__Given instruction__. Reproduce the records below word for word, omitting the picture.
=== Provided information ===
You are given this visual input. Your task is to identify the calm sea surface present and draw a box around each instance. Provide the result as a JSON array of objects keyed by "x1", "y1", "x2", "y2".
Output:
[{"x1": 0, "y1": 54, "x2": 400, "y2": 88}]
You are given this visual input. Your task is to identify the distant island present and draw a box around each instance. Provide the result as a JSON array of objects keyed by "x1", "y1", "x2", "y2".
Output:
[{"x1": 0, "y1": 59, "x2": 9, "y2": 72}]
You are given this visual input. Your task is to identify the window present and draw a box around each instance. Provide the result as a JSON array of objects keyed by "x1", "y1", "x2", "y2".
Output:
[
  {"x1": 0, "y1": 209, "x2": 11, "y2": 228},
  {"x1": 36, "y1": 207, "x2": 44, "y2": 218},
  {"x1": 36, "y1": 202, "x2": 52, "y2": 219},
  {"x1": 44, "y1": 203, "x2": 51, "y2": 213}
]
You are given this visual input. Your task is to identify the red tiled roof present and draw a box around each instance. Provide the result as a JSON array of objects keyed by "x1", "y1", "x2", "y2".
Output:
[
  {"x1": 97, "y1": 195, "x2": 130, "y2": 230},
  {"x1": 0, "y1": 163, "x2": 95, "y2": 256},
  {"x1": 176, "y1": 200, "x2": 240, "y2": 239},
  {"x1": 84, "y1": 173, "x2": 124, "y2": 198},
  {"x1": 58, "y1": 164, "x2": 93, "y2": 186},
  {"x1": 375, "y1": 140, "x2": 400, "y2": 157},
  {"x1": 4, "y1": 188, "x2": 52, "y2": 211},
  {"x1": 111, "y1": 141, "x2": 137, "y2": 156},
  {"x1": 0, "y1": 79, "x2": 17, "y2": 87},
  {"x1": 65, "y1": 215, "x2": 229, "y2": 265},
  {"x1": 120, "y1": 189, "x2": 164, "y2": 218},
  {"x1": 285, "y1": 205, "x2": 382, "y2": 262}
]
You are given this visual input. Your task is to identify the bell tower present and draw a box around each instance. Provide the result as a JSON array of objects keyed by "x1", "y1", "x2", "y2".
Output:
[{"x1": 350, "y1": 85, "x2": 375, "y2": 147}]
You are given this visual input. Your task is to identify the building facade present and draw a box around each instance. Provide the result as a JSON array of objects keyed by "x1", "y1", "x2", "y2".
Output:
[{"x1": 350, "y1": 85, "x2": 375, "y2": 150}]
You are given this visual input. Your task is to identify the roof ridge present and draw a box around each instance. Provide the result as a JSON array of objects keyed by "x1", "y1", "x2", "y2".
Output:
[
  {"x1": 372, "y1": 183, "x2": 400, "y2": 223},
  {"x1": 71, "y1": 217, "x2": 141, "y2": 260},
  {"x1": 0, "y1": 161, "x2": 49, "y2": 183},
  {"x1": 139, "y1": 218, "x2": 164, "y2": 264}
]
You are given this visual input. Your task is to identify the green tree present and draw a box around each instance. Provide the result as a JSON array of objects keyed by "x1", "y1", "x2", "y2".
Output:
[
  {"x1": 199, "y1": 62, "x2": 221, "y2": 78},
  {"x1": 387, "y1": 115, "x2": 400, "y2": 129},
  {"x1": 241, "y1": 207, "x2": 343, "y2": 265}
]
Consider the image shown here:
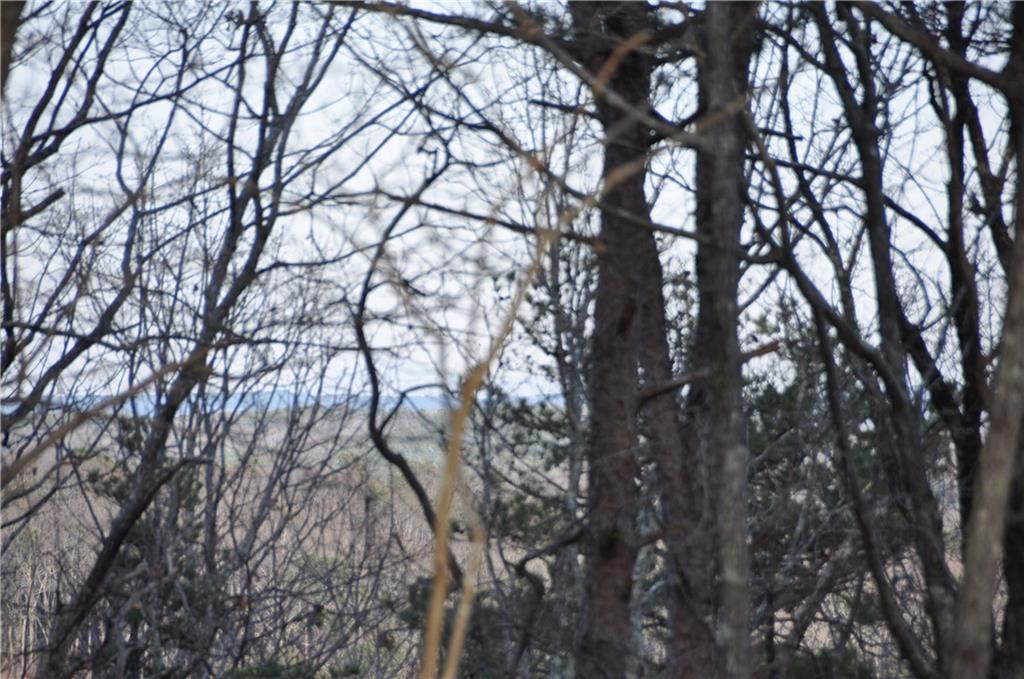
===
__Task result__.
You are given this visual input. Your task is to identify the calm sea surface present and draw a box around each instance. Provide the result as a JSON array of objects keyed by "x1", "y1", "x2", "y2".
Output:
[{"x1": 0, "y1": 54, "x2": 400, "y2": 88}]
You are given this visual input. Your task is to identify the distant island present and draw a box around each instance. Provide the result as a JSON array of objects keyed by "x1", "y1", "x2", "y2".
Output:
[{"x1": 0, "y1": 59, "x2": 9, "y2": 72}]
You are given this visual input. Your task is to identify the window present and draw a box around each instance. Provide the result as a JSON array of objects keyed by "x1", "y1", "x2", "y2".
Output:
[
  {"x1": 0, "y1": 209, "x2": 11, "y2": 228},
  {"x1": 36, "y1": 207, "x2": 44, "y2": 218},
  {"x1": 36, "y1": 202, "x2": 52, "y2": 219},
  {"x1": 44, "y1": 203, "x2": 51, "y2": 213}
]
You are given this visual input. Your task is to identify the red tiled roof present and draw a box around each instance. Provide the result as a JSON array of objects keyed by "x1", "y1", "x2", "y2".
Output:
[
  {"x1": 97, "y1": 195, "x2": 130, "y2": 230},
  {"x1": 0, "y1": 163, "x2": 95, "y2": 256},
  {"x1": 176, "y1": 200, "x2": 240, "y2": 239},
  {"x1": 84, "y1": 173, "x2": 124, "y2": 198},
  {"x1": 58, "y1": 164, "x2": 93, "y2": 186},
  {"x1": 375, "y1": 140, "x2": 400, "y2": 157},
  {"x1": 4, "y1": 188, "x2": 52, "y2": 211},
  {"x1": 111, "y1": 141, "x2": 137, "y2": 156},
  {"x1": 0, "y1": 79, "x2": 17, "y2": 87},
  {"x1": 65, "y1": 215, "x2": 229, "y2": 265},
  {"x1": 120, "y1": 189, "x2": 164, "y2": 218},
  {"x1": 285, "y1": 205, "x2": 382, "y2": 262}
]
You are given this visual input. Your task is to identify the bell tower present and draw a box around each instance. Provide the result as a JSON array of objects keyed by "x1", "y1", "x2", "y2".
Output:
[{"x1": 350, "y1": 85, "x2": 375, "y2": 147}]
You are given this visual input. Your task is to identify the building facade present and draw a box around each instance. Provide the result as a JSON array of objects keyed by "x1", "y1", "x2", "y2".
Output:
[{"x1": 350, "y1": 85, "x2": 375, "y2": 150}]
You are given this visual input. Your task is to identify the roof ridge present and draw a box around each instance. Provide the result as a JSON array of objects keyed by "x1", "y1", "x2", "y2".
Output:
[
  {"x1": 372, "y1": 183, "x2": 400, "y2": 223},
  {"x1": 71, "y1": 217, "x2": 141, "y2": 260},
  {"x1": 0, "y1": 161, "x2": 49, "y2": 183},
  {"x1": 139, "y1": 218, "x2": 164, "y2": 264}
]
You are given this visual input. Your task is to identify the green tree present and draw a box around each instance. Provide the result as a JSON array of objects keyed by "x1", "y1", "x2", "y2".
Output:
[
  {"x1": 199, "y1": 62, "x2": 221, "y2": 78},
  {"x1": 387, "y1": 115, "x2": 400, "y2": 129},
  {"x1": 241, "y1": 207, "x2": 343, "y2": 265}
]
Consider the image shown here:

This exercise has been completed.